Stored data entries
======
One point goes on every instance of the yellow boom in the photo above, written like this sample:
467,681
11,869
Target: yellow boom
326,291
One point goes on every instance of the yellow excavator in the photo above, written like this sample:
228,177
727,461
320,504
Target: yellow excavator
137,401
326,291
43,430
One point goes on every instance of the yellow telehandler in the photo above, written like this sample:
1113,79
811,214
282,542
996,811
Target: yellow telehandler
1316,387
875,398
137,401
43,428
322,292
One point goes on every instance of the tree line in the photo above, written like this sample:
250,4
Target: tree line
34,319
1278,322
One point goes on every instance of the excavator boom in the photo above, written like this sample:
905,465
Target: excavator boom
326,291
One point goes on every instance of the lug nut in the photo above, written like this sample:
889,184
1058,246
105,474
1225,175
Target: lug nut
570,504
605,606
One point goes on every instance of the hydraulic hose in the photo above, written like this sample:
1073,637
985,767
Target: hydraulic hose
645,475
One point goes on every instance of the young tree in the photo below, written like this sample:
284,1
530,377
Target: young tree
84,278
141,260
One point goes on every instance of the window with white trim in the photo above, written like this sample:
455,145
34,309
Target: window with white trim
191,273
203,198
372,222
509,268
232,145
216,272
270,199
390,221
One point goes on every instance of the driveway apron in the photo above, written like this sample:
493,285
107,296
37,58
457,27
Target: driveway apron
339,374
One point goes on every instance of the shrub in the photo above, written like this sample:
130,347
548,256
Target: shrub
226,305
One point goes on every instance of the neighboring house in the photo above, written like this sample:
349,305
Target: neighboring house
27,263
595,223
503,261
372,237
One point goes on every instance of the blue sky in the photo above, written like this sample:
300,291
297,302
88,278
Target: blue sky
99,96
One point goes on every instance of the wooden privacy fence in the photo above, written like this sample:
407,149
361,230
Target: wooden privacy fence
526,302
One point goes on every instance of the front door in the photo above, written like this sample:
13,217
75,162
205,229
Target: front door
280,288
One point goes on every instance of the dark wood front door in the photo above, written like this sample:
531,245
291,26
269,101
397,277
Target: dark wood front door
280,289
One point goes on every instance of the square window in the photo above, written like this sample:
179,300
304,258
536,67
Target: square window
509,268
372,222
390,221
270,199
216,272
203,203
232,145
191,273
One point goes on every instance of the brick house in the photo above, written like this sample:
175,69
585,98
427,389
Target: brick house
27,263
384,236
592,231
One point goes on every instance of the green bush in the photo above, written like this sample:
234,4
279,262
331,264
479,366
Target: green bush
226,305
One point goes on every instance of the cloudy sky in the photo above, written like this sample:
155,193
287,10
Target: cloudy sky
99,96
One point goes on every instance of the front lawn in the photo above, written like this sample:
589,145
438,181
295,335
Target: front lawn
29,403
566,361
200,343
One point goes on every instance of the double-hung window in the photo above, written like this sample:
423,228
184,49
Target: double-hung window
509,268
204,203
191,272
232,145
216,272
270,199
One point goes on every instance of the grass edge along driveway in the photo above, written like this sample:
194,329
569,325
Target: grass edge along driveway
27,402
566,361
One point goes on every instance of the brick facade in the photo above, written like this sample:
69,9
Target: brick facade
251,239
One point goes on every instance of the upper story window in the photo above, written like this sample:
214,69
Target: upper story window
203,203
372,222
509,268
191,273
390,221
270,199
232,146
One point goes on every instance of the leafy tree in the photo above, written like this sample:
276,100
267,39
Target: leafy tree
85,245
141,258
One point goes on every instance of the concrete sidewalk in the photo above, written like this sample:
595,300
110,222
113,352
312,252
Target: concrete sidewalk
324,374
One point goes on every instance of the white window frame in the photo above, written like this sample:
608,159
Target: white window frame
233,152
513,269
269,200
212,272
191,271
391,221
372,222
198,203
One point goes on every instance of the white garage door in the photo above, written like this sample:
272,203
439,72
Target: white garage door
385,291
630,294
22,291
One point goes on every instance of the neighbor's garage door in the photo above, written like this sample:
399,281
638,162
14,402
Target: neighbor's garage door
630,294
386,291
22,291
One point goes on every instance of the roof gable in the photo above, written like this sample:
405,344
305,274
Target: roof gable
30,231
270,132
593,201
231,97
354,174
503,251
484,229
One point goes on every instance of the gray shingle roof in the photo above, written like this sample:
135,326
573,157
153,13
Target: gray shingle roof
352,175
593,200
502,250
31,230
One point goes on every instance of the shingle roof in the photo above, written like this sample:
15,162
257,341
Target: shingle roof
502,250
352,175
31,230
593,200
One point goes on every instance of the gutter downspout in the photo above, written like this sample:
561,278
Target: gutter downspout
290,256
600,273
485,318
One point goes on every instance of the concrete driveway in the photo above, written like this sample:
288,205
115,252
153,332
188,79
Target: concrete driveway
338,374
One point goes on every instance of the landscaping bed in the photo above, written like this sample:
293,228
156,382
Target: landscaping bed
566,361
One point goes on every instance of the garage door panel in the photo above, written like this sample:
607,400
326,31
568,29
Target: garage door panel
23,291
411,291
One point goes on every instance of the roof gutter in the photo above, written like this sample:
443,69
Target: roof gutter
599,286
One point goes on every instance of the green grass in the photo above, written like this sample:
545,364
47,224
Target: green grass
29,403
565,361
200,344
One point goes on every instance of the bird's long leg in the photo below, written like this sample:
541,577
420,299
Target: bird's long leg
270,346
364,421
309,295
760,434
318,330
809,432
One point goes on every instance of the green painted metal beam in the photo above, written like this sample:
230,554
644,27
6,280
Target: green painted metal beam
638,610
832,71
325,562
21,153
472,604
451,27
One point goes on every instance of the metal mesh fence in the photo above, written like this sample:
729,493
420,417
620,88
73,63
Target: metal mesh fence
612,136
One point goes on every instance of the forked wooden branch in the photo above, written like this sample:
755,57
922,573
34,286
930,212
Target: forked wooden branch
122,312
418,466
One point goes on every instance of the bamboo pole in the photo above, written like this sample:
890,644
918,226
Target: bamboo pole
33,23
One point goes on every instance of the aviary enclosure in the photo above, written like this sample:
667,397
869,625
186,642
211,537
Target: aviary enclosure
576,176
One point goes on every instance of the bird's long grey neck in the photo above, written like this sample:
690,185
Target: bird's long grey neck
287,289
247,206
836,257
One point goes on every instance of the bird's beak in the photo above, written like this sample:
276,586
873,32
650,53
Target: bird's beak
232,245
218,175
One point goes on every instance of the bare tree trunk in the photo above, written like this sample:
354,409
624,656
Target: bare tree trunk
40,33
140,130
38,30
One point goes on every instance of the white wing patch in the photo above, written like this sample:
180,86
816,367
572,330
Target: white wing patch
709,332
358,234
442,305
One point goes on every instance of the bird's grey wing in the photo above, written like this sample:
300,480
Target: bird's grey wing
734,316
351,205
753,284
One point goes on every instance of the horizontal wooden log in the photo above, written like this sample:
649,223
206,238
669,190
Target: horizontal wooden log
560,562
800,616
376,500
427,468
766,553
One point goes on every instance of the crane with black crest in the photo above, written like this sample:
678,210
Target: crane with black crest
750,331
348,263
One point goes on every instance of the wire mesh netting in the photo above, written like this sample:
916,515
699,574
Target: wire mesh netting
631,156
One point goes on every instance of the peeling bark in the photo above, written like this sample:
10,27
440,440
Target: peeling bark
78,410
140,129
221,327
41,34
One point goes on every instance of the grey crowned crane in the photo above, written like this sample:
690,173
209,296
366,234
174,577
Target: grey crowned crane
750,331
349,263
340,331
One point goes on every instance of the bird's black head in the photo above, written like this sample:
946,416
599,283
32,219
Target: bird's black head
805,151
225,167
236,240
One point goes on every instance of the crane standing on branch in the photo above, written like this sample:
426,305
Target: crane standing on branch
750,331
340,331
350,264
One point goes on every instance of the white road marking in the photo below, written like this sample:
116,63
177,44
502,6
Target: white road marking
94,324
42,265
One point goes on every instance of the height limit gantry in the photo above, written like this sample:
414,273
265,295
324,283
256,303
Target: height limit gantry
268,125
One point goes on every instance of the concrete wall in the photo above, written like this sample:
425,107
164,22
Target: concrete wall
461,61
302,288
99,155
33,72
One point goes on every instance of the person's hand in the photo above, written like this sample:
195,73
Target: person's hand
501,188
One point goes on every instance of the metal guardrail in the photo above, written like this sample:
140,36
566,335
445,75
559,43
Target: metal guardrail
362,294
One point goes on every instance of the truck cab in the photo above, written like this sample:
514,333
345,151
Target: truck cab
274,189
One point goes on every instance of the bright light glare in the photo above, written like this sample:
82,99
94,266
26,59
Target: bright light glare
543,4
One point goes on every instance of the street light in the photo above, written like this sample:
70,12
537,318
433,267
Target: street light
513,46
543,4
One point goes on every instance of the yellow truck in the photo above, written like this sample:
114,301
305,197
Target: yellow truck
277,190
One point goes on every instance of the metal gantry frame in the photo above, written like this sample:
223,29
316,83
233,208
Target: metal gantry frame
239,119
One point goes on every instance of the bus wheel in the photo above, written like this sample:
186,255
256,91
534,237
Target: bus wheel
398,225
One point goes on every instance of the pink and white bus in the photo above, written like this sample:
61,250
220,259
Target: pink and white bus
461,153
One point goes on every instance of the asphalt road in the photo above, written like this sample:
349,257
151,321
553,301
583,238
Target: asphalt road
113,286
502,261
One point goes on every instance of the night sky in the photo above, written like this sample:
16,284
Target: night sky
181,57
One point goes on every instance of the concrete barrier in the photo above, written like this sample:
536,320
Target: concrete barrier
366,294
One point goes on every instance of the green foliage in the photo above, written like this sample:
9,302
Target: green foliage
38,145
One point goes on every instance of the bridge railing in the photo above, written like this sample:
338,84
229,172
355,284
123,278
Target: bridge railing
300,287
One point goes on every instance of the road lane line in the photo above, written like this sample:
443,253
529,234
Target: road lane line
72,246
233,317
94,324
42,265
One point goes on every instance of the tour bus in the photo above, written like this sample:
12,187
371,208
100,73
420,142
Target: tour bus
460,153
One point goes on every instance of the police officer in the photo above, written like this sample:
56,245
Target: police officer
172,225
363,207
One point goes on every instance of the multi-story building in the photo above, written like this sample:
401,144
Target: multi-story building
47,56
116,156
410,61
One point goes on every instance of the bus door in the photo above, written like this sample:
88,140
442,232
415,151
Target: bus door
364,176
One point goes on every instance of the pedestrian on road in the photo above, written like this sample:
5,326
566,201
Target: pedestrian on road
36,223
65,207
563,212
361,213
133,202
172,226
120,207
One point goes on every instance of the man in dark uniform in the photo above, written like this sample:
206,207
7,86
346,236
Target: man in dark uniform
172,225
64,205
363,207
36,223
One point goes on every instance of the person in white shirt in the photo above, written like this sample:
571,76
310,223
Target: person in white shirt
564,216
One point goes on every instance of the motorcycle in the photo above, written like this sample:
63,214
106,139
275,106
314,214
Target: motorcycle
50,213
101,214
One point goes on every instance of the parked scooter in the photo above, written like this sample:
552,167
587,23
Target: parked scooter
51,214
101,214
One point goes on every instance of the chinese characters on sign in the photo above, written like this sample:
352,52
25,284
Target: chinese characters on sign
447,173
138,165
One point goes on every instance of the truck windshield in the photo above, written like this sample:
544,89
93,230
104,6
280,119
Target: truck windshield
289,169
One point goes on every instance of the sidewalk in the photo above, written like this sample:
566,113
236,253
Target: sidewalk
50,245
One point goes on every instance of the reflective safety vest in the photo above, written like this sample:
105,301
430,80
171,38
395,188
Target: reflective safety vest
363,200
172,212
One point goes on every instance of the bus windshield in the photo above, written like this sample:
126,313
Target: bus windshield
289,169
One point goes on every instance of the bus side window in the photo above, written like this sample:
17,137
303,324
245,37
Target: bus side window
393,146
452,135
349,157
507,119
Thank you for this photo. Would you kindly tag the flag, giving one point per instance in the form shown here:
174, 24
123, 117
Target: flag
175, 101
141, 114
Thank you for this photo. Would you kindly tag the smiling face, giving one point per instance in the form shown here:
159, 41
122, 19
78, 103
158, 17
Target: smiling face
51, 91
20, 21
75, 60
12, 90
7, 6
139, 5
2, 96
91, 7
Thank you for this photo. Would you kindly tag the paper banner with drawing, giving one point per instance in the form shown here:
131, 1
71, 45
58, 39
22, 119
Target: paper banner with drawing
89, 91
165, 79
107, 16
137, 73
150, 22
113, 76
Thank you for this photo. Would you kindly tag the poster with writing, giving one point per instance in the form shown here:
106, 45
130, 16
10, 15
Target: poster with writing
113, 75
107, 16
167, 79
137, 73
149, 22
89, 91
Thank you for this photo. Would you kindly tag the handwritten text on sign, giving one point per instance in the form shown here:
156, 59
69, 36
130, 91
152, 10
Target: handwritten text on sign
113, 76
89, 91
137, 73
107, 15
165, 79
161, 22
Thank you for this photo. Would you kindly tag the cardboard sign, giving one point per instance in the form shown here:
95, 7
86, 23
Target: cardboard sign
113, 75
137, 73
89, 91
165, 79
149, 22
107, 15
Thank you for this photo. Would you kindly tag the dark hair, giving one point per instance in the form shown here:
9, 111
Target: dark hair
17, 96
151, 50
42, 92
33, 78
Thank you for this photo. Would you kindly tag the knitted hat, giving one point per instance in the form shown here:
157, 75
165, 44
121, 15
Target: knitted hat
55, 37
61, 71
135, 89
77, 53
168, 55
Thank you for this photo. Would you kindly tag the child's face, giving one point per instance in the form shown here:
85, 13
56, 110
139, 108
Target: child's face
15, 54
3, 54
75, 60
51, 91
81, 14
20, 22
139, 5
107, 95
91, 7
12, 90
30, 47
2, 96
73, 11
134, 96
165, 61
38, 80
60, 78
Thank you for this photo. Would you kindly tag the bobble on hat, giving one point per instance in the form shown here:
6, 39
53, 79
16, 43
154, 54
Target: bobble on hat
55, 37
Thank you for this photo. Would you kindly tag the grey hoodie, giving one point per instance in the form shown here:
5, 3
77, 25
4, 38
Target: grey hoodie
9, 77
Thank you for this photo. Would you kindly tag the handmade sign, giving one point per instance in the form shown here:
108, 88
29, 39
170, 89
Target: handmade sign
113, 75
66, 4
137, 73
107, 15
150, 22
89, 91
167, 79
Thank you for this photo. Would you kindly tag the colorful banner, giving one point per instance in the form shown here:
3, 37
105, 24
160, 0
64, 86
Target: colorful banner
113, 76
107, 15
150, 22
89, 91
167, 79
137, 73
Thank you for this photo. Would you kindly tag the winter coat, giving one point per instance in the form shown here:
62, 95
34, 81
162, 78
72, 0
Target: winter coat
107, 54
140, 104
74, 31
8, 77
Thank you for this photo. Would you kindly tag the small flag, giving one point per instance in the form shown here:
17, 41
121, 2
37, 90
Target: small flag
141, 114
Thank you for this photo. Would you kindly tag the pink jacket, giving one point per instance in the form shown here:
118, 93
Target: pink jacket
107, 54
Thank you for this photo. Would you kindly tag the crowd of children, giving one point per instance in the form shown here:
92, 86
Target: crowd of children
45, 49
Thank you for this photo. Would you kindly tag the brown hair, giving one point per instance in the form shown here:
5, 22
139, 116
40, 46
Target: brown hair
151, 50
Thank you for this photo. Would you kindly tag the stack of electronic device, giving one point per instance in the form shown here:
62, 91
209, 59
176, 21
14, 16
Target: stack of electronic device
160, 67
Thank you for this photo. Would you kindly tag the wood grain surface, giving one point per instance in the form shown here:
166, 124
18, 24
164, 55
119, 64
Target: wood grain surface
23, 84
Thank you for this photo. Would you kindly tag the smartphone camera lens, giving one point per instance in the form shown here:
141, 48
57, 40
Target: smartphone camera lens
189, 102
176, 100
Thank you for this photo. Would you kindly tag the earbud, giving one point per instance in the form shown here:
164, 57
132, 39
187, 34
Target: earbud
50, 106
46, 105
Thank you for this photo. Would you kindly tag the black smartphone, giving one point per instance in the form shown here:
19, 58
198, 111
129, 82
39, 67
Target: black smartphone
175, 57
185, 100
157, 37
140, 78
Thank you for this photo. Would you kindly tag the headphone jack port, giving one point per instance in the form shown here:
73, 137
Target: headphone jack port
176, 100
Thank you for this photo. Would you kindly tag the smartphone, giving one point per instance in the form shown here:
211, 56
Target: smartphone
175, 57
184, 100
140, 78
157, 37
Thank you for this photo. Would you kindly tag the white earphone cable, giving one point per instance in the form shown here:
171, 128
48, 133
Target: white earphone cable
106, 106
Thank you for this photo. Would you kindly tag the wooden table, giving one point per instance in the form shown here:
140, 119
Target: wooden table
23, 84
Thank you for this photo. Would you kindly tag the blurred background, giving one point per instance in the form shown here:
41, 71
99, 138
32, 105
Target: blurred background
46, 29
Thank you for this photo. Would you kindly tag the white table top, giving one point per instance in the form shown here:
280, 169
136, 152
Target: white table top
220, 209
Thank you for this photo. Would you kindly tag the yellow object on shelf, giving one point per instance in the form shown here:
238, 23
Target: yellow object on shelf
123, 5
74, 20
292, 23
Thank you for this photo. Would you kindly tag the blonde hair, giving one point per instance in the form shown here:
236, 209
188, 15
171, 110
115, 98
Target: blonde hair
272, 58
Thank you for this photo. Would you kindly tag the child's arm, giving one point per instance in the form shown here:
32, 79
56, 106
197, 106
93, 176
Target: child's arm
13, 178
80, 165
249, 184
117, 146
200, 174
======
• **About this exercise**
Count the lines of these entries that hold the string "below", and give only that number.

• **Response for this exercise**
3